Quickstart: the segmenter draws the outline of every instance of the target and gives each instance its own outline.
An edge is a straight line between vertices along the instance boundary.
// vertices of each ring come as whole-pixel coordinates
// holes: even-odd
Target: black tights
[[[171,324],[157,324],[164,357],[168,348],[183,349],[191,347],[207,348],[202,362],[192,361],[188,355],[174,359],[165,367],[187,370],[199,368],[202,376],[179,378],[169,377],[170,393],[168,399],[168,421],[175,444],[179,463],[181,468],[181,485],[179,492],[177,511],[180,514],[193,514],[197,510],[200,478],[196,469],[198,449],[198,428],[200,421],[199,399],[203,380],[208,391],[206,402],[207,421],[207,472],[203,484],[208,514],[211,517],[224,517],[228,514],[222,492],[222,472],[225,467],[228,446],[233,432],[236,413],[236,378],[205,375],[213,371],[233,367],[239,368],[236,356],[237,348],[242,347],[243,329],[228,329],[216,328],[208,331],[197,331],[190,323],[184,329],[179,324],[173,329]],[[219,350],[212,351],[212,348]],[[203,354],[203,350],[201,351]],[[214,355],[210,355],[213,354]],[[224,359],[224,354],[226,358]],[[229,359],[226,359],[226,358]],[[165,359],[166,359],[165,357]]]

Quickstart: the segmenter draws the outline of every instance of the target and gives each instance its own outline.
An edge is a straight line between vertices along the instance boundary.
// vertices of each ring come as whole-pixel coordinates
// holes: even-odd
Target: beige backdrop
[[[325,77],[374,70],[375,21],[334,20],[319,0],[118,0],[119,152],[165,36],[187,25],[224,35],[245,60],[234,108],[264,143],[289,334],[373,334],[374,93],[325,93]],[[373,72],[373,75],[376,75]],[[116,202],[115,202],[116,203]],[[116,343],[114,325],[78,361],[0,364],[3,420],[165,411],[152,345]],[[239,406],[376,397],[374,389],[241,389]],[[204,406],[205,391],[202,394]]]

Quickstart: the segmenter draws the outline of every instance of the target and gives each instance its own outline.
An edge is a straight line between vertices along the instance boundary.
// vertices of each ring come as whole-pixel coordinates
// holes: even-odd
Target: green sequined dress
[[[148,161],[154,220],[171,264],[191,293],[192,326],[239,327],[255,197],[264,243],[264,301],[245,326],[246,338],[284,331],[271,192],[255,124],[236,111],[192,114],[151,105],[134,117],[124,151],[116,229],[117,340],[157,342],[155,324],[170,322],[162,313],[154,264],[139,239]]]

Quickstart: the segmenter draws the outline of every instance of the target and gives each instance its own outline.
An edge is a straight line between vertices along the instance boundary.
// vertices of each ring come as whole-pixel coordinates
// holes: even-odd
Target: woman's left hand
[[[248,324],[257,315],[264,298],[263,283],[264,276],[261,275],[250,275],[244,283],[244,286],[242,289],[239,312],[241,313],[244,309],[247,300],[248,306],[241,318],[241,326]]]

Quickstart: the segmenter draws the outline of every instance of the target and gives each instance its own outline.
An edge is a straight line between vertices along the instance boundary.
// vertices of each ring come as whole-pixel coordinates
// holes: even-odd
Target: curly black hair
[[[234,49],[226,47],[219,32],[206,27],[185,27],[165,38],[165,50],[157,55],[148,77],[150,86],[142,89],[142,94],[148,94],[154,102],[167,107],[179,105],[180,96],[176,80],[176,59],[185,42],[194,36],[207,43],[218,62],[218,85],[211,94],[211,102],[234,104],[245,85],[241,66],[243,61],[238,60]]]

===

§ **REQUIREMENT**: Reproduce every item above word for word, keeping each line in its original order.

§ **CORRECT ANSWER**:
Quickstart: the segmenter draws the outline of every instance of the target and gives each instance its own outline.
An edge is a straight line between vertices along the instance boundary.
// vertices of each ring come as whole-pixel coordinates
// holes: even-odd
Target: black tights
[[[171,324],[157,324],[164,357],[168,348],[183,349],[191,347],[207,348],[202,362],[192,361],[188,355],[174,359],[165,367],[187,370],[199,368],[202,376],[179,378],[169,377],[170,393],[168,399],[168,421],[175,444],[179,463],[181,468],[181,485],[179,492],[177,511],[180,514],[193,514],[197,510],[200,478],[196,469],[198,449],[198,428],[200,421],[199,399],[203,380],[208,391],[206,402],[207,421],[207,472],[203,484],[208,514],[211,517],[224,517],[228,514],[222,492],[222,472],[225,467],[228,446],[233,432],[236,413],[236,378],[205,375],[213,371],[233,367],[239,368],[236,356],[237,348],[242,347],[243,329],[228,329],[216,328],[208,331],[197,331],[190,323],[184,329],[179,324],[173,329]],[[219,350],[212,351],[212,348]],[[203,354],[203,350],[201,351]],[[214,355],[210,355],[213,354]],[[224,359],[224,354],[226,358]],[[229,359],[226,359],[226,358]],[[165,359],[166,359],[165,357]]]

Quickstart: the segmenter draws the outline of every instance of the target and gives each instance its own outline.
An edge is a straight line between vertices along the instance boundary.
// vertices of each ring come as whole-pixel coordinates
// holes: even-odd
Target: beige backdrop
[[[325,77],[374,70],[375,21],[334,20],[319,0],[118,0],[119,152],[165,36],[187,25],[224,35],[245,60],[234,108],[264,143],[289,334],[373,334],[374,93],[325,93]],[[373,72],[373,75],[376,75]],[[116,202],[115,202],[116,203]],[[116,343],[114,325],[78,361],[0,364],[3,420],[165,411],[152,345]],[[239,406],[376,397],[374,389],[241,389]],[[204,406],[205,391],[202,394]]]

Quickstart: the segmenter draws the outline of every instance of the target and gives each instance its own outline.
An edge is a straight line between vertices along the instance boundary.
// vertices of each ring come as whole-pixel coordinates
// holes: even-odd
Target: green sequined dress
[[[148,161],[154,220],[171,264],[191,293],[192,326],[239,327],[255,197],[264,243],[264,301],[245,326],[246,338],[284,331],[271,192],[255,124],[236,111],[192,114],[151,105],[134,117],[124,151],[116,229],[117,340],[157,342],[155,324],[170,322],[162,313],[154,264],[139,239]]]

Quickstart: the segmenter draws the outline of every instance of the target and gives each instance its own outline.
An edge is a straight line between vertices along the instance boundary.
// vertices of each ring come as whole-pixel coordinates
// holes: even-odd
Target: woman's left hand
[[[248,324],[257,315],[264,298],[263,283],[264,276],[261,275],[250,275],[244,283],[244,286],[242,289],[239,312],[241,313],[244,309],[247,300],[248,306],[241,318],[241,326]]]

Quickstart: the segmenter draws the outline of every instance of the target and gives each instance its own outline.
An edge is a straight line between vertices along the instance boundary.
// vertices of each ring come as whole-pixel coordinates
// holes: even-odd
Target: curly black hair
[[[234,49],[226,47],[219,32],[206,27],[185,27],[165,38],[165,50],[157,55],[148,77],[150,86],[142,89],[142,94],[148,94],[154,102],[167,107],[179,105],[180,96],[176,80],[176,59],[185,42],[194,36],[207,43],[218,62],[218,85],[211,94],[211,102],[234,104],[245,85],[241,66],[243,61],[238,60]]]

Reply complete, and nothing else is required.